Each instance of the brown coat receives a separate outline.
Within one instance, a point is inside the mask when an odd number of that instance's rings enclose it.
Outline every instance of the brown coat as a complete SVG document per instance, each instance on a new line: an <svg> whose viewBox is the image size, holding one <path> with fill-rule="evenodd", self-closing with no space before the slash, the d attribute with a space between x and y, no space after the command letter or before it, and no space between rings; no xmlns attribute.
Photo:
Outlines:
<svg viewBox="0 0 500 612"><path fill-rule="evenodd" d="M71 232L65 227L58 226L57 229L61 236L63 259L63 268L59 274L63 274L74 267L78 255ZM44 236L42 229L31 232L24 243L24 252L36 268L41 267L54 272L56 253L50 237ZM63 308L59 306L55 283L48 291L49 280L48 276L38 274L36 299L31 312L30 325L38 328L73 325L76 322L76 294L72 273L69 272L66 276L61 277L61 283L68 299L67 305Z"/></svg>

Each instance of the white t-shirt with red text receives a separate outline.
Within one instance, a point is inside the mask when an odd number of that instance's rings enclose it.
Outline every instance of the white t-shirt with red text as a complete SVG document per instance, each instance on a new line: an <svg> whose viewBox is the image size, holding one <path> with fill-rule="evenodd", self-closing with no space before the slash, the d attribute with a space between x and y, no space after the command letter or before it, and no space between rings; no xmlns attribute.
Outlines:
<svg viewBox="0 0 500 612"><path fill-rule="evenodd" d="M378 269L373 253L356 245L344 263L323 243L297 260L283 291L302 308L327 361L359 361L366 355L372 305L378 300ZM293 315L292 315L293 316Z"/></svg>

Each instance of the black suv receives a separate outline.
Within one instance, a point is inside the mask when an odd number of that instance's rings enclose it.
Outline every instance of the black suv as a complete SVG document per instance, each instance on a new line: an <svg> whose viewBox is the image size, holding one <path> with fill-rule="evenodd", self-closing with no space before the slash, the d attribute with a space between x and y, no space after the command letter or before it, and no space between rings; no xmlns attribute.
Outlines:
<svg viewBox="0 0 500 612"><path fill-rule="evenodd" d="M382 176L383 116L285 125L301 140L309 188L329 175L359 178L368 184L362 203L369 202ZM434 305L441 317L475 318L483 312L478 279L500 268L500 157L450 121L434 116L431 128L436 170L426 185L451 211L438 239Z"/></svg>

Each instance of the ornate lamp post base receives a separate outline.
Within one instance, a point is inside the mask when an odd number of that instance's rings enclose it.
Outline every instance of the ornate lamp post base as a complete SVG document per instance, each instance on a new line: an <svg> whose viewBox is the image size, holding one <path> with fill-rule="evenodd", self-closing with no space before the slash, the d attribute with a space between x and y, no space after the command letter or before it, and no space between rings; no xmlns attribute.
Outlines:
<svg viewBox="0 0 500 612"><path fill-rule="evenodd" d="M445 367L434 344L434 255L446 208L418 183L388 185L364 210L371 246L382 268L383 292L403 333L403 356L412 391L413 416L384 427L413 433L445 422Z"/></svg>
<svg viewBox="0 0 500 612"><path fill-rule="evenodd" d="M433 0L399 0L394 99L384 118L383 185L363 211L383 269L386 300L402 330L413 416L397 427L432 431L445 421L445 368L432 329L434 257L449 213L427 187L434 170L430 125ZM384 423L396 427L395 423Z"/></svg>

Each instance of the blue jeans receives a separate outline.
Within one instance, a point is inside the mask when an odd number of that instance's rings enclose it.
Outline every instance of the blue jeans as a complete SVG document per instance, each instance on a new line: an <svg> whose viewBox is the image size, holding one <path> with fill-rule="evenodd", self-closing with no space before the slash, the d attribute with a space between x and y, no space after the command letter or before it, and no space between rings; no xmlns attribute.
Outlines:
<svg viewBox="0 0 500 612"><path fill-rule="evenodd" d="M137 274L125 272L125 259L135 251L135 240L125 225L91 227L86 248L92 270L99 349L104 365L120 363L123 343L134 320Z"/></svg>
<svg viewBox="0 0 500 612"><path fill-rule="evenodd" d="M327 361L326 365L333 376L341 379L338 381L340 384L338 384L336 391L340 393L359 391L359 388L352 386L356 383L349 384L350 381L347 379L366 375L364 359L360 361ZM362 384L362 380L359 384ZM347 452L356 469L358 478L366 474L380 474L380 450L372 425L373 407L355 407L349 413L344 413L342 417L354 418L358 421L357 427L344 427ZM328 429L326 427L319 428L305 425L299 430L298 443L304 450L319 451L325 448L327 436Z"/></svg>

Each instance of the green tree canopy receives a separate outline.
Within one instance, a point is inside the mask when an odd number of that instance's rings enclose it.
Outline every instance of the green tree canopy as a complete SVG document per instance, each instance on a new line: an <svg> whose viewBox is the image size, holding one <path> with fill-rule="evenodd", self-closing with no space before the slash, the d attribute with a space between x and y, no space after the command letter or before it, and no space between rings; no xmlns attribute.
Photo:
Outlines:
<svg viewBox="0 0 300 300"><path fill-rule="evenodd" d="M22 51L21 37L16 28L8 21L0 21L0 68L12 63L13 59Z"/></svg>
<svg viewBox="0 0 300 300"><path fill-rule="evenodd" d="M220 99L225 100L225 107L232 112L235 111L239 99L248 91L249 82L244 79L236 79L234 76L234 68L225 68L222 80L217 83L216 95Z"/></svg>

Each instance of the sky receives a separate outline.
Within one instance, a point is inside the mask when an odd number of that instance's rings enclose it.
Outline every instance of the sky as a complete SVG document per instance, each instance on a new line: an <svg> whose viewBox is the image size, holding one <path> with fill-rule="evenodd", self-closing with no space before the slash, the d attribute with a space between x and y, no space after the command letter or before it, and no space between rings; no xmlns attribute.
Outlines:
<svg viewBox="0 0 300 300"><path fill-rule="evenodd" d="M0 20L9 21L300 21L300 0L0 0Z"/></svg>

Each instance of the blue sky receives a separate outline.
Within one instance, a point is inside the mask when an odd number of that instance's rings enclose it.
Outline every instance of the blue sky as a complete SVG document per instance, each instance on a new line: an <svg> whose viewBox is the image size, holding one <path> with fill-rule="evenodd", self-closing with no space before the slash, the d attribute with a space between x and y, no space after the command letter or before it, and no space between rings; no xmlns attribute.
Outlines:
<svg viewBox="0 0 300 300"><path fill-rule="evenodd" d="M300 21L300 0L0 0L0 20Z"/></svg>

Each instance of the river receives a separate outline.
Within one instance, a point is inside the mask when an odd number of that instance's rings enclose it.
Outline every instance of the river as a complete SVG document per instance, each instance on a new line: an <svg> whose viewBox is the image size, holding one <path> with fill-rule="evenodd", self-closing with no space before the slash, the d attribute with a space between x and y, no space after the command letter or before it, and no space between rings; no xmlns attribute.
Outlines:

=== ACTION ITEM ===
None of the lines above may be skipped. Transcribe each one exactly.

=== EXERCISE RESPONSE ===
Each instance of the brown coat receives a separate outline.
Within one instance, a point is inside the mask when an odd number of that instance's rings enclose it.
Outline every instance of the brown coat as a complete SVG document per instance, each instance on a new line: an <svg> whose viewBox is the image size, holding one <path> with fill-rule="evenodd", self-closing with no space before the slash, the d attribute with a space between x and y, no space after the command letter or before it, and no space between rings; no xmlns attribute.
Photo:
Outlines:
<svg viewBox="0 0 500 612"><path fill-rule="evenodd" d="M71 232L65 227L58 226L57 229L61 236L63 259L63 268L59 274L63 274L74 267L78 255ZM44 236L42 229L31 232L24 243L24 252L36 268L41 267L54 272L56 253L50 237ZM63 308L59 306L55 283L48 291L49 280L48 276L38 274L36 299L31 312L30 325L38 328L73 325L76 322L76 294L72 273L69 272L66 276L61 277L61 283L68 299L67 305Z"/></svg>

Each instance of the white t-shirt with red text receives a separate outline.
Within one instance, a point is inside the mask when an odd number of that instance's rings enclose it.
Outline every instance of the white t-shirt with red text as a complete SVG document per instance, each instance on a new line: an <svg> whose viewBox is the image size, holding one <path> with fill-rule="evenodd", self-closing with no space before the slash, the d attribute with a space between x and y, no space after the command letter or before it, and no space between rings; no xmlns attribute.
Outlines:
<svg viewBox="0 0 500 612"><path fill-rule="evenodd" d="M378 269L373 253L356 245L344 263L323 243L297 260L283 291L302 308L327 361L359 361L366 355L372 305L378 300ZM293 315L292 315L293 316Z"/></svg>

Each instance of the black suv receives a separate outline.
Within one instance, a point is inside the mask when an odd number of that instance's rings enclose it.
Outline every instance of the black suv as a complete SVG document per instance, each instance on a new line: an <svg> whose viewBox is the image size, holding one <path> with fill-rule="evenodd", self-closing with no space before the slash, the d attribute with a space between x and y, no space after the command letter or before it, and no space between rings; no xmlns attribute.
Outlines:
<svg viewBox="0 0 500 612"><path fill-rule="evenodd" d="M382 176L383 116L285 125L301 140L309 188L329 175L359 178L368 184L362 203L369 202ZM434 305L441 317L475 318L483 312L478 279L500 268L500 157L450 121L434 116L431 128L436 170L426 185L451 211L438 239Z"/></svg>

Each instance of the ornate lamp post base receives a separate outline.
Within one instance, a point is inside the mask when an odd number of that instance's rings enclose it.
Outline every instance of the ornate lamp post base as a complete SVG document per instance, each instance on a new line: an <svg> whose viewBox is the image size, holding one <path> with fill-rule="evenodd", self-closing with no space before the slash, the d attribute with a space between x and y, no space after the command letter or before it, and no space between rings; no xmlns attribute.
Outlines:
<svg viewBox="0 0 500 612"><path fill-rule="evenodd" d="M445 367L434 344L434 255L446 208L418 183L388 185L364 210L371 246L382 268L383 292L403 333L403 356L412 391L413 416L384 427L413 433L445 422Z"/></svg>
<svg viewBox="0 0 500 612"><path fill-rule="evenodd" d="M433 0L399 0L394 99L384 118L383 185L363 211L383 269L386 300L402 330L413 416L397 427L432 431L445 421L445 368L432 329L434 257L449 213L427 187L434 170L430 125ZM384 423L396 427L395 423Z"/></svg>

Each instance of the blue jeans receives a separate outline.
Within one instance, a point is inside the mask when an odd number of that instance's rings enclose it.
Outline every instance of the blue jeans as a complete SVG document per instance, each instance on a new line: an <svg> whose viewBox is the image size, holding one <path> with fill-rule="evenodd", self-closing with no space before the slash, the d attribute with a space between x and y, no space after the command letter or before it, and no space between rings; no xmlns attribute.
Outlines:
<svg viewBox="0 0 500 612"><path fill-rule="evenodd" d="M137 274L125 272L125 259L135 251L135 240L125 225L91 227L86 248L92 270L99 349L104 365L120 363L123 343L134 320Z"/></svg>
<svg viewBox="0 0 500 612"><path fill-rule="evenodd" d="M327 361L326 365L333 376L341 379L338 381L340 384L338 384L336 391L340 393L359 391L359 388L352 386L356 383L349 384L350 381L347 379L366 375L364 359L360 361ZM362 384L362 380L359 384ZM347 452L356 469L358 478L366 474L380 474L380 450L372 425L373 407L355 407L349 413L344 413L342 417L354 418L358 421L357 427L344 427ZM328 429L326 427L319 428L305 425L299 430L298 443L304 450L319 451L325 448L327 436Z"/></svg>

Each instance of the green tree canopy receives a separate outline.
Within one instance, a point is inside the mask when an odd number of that instance's rings enclose it.
Outline every instance of the green tree canopy as a complete SVG document per instance, each instance on a new line: an <svg> whose viewBox is the image size, holding one <path> with fill-rule="evenodd", self-closing with no space before the slash, the d attribute with a space between x and y, no space after the command letter or before it, and no space between rings; no xmlns attribute.
Photo:
Outlines:
<svg viewBox="0 0 300 300"><path fill-rule="evenodd" d="M22 51L21 37L16 28L8 21L0 21L0 68L12 63L13 59Z"/></svg>
<svg viewBox="0 0 300 300"><path fill-rule="evenodd" d="M220 99L225 100L225 107L232 112L235 111L239 99L248 91L249 82L244 79L236 79L234 76L234 68L225 68L222 80L217 83L216 95Z"/></svg>

Each instance of the sky receives a separate outline.
Within one instance, a point is inside the mask when an odd number of that instance's rings enclose it.
Outline every instance of the sky as a complete SVG document per instance, each instance on a new line: an <svg> whose viewBox is the image size, holding one <path> with fill-rule="evenodd", self-closing with no space before the slash, the d attribute with a space between x and y, no space after the command letter or before it, and no space between rings; no xmlns attribute.
Outlines:
<svg viewBox="0 0 300 300"><path fill-rule="evenodd" d="M0 20L9 21L300 21L300 0L0 0Z"/></svg>

Each instance of the blue sky receives a separate outline.
Within one instance, a point is inside the mask when an odd number of that instance's rings enclose it.
Outline every instance of the blue sky as a complete SVG document per instance, each instance on a new line: an <svg> whose viewBox is the image size, holding one <path> with fill-rule="evenodd", self-closing with no space before the slash, the d attribute with a space between x and y, no space after the command letter or before it, and no space between rings; no xmlns attribute.
Outlines:
<svg viewBox="0 0 300 300"><path fill-rule="evenodd" d="M300 21L300 0L0 0L0 20Z"/></svg>

Each instance of the river receives a separate outline.
Within one instance, a point is inside the mask when an odd number of that instance's rings enclose it.
Outline every instance of the river as a complete SVG document per instance, each instance on a new line: an <svg> whose viewBox is the image size, holding one <path> with fill-rule="evenodd", self-closing with no space before the slash, the d attribute with a space between x and y, no space after the command letter or before it, and no space between rings; no xmlns attribute.
Outlines:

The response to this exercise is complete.